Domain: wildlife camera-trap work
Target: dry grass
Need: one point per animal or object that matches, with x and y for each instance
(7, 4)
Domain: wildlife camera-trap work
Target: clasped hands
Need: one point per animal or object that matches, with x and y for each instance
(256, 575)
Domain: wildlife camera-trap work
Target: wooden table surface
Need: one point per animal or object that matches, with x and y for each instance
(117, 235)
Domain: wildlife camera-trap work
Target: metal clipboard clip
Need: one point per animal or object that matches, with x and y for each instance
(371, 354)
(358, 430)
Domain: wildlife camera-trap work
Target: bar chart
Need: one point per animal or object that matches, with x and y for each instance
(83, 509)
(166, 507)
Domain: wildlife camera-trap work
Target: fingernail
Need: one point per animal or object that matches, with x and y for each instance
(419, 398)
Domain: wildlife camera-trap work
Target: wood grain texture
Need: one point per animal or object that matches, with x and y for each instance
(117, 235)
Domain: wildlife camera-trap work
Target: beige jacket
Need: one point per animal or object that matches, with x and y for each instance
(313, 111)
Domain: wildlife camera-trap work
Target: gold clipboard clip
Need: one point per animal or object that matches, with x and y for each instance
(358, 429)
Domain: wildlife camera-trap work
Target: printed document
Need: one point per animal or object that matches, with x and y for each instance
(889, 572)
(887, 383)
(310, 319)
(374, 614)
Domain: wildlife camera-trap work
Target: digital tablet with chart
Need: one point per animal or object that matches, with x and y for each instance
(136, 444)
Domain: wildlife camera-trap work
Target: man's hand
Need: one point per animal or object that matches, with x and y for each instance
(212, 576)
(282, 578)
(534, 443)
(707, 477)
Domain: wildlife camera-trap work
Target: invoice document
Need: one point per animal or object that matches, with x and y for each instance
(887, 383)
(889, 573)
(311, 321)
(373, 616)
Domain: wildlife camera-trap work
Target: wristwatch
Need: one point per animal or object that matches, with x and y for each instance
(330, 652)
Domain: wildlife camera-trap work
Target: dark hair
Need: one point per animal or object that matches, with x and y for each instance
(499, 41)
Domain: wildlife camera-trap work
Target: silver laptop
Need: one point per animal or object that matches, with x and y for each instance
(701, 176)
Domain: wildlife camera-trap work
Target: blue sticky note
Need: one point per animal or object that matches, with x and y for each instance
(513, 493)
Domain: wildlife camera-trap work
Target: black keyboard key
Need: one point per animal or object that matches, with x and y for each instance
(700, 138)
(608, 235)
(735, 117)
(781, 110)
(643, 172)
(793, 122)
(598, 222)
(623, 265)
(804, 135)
——————
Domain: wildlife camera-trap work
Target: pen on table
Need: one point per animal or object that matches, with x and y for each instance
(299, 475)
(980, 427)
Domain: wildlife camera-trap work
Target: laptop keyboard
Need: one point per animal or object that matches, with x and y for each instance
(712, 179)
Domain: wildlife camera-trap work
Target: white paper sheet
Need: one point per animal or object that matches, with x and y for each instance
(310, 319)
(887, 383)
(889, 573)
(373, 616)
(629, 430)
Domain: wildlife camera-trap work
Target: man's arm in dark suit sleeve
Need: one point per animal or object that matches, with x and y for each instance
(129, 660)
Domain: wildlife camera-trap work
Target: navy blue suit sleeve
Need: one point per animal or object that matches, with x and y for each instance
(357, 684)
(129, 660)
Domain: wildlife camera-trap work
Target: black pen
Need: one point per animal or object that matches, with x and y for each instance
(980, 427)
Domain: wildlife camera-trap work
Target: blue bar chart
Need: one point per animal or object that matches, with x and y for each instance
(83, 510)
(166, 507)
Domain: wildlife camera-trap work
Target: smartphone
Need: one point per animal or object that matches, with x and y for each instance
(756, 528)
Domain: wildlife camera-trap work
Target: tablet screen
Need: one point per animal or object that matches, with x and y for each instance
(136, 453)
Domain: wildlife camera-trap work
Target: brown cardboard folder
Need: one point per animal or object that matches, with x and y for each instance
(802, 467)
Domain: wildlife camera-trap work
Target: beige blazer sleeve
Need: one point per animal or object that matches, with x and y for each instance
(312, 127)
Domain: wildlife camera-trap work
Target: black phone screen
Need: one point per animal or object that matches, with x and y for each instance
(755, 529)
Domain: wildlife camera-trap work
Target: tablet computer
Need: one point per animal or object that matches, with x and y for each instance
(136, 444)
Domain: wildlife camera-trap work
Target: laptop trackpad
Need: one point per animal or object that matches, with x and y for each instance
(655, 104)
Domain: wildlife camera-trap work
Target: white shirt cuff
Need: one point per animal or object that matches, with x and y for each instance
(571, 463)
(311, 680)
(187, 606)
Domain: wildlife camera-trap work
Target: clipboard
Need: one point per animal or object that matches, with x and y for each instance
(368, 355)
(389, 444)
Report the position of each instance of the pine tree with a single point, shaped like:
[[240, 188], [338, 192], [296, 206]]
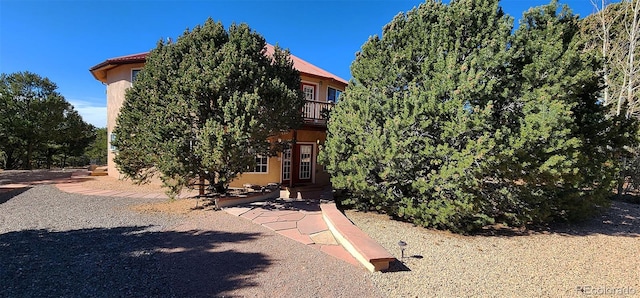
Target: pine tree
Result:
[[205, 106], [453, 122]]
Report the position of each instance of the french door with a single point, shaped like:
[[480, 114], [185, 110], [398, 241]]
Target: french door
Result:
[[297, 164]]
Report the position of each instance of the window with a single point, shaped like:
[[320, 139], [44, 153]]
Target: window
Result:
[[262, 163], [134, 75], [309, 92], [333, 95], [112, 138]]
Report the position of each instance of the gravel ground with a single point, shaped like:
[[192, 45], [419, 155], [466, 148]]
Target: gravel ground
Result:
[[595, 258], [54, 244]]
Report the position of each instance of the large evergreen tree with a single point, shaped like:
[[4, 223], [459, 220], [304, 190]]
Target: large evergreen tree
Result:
——————
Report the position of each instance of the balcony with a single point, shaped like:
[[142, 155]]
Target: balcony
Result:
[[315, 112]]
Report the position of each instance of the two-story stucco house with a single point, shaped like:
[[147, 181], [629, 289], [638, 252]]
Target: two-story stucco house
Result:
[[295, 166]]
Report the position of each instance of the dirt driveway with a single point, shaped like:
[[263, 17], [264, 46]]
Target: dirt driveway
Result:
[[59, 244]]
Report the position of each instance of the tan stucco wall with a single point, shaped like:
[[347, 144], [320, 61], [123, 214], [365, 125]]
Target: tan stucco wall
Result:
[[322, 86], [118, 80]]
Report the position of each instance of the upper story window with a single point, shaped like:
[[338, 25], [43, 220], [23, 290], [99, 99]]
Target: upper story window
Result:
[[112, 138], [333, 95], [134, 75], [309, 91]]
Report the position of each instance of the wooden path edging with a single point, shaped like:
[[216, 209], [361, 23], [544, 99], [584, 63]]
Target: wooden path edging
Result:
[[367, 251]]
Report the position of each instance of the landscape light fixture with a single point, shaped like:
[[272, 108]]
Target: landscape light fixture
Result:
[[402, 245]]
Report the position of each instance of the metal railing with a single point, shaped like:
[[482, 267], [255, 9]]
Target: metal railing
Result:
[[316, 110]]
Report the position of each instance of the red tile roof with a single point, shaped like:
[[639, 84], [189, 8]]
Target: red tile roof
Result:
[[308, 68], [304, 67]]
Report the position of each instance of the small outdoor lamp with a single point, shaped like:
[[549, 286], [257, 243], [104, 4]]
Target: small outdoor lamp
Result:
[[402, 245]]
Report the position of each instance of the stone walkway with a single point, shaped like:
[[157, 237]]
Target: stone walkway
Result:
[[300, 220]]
——————
> **Exercise requirements**:
Among the entries, copy every line containing the word "edging".

> **Result of the exercise**:
Report the position of each instance of the wooden path edging with a single point, shaped like:
Target: wooden path edging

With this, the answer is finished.